━━━━━ RECORD EXTRACTS ━━━━━

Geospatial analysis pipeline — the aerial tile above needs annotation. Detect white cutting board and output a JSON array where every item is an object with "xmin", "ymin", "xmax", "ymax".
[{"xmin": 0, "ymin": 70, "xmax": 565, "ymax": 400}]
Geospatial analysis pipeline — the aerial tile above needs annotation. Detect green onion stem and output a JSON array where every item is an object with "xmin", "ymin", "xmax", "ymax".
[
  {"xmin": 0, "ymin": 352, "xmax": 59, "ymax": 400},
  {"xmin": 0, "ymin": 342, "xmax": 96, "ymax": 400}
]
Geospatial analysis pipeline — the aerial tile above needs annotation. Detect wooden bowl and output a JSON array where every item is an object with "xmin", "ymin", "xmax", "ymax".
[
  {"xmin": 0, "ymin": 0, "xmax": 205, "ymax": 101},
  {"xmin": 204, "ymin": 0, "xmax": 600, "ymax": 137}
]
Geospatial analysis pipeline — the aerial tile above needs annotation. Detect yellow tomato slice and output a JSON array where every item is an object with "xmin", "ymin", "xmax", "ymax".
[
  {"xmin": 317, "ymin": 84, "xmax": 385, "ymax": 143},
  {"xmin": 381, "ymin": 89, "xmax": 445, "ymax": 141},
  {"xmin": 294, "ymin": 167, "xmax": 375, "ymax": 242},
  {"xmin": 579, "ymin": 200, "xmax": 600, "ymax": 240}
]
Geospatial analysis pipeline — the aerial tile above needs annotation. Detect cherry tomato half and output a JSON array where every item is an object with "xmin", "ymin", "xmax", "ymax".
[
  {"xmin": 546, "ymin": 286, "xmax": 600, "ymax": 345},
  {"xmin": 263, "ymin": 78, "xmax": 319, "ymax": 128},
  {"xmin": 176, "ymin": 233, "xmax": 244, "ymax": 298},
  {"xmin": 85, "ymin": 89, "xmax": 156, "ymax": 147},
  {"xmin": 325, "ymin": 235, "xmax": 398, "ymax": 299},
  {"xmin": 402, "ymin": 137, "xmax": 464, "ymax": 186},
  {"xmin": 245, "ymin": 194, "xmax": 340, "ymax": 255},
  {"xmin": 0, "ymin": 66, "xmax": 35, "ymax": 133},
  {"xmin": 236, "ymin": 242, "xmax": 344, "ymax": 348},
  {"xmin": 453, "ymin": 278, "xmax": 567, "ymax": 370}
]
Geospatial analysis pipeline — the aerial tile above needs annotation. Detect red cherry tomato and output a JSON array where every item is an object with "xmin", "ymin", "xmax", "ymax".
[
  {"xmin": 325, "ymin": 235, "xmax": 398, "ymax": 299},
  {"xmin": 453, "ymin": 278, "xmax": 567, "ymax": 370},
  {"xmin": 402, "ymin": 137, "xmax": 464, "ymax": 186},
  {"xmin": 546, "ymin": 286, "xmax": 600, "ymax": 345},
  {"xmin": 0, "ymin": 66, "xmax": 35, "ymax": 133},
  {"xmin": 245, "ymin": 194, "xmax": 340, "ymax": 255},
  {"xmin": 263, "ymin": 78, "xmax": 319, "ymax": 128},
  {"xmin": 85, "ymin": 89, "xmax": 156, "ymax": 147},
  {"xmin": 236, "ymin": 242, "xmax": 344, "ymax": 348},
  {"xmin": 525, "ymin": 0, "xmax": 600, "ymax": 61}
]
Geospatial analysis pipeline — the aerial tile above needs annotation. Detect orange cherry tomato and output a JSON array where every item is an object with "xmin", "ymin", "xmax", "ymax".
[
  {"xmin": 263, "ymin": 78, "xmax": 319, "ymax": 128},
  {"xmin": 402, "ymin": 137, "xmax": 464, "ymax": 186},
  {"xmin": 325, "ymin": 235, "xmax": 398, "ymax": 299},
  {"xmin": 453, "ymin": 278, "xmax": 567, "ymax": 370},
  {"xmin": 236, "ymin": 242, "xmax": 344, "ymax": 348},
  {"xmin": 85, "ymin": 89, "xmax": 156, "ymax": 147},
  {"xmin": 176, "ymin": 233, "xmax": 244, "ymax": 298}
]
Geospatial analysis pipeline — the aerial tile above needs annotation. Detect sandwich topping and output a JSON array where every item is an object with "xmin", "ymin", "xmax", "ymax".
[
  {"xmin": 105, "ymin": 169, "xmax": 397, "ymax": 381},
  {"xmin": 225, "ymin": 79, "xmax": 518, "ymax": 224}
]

━━━━━

• [TASK DETAILS]:
List each line above that contains the string "board".

• [FULL RESPONSE]:
Geospatial analysis pipeline — the aerial tile above needs annotation. Detect white cutting board and output a JSON array where every item is an object with "xmin", "ymin", "xmax", "ymax".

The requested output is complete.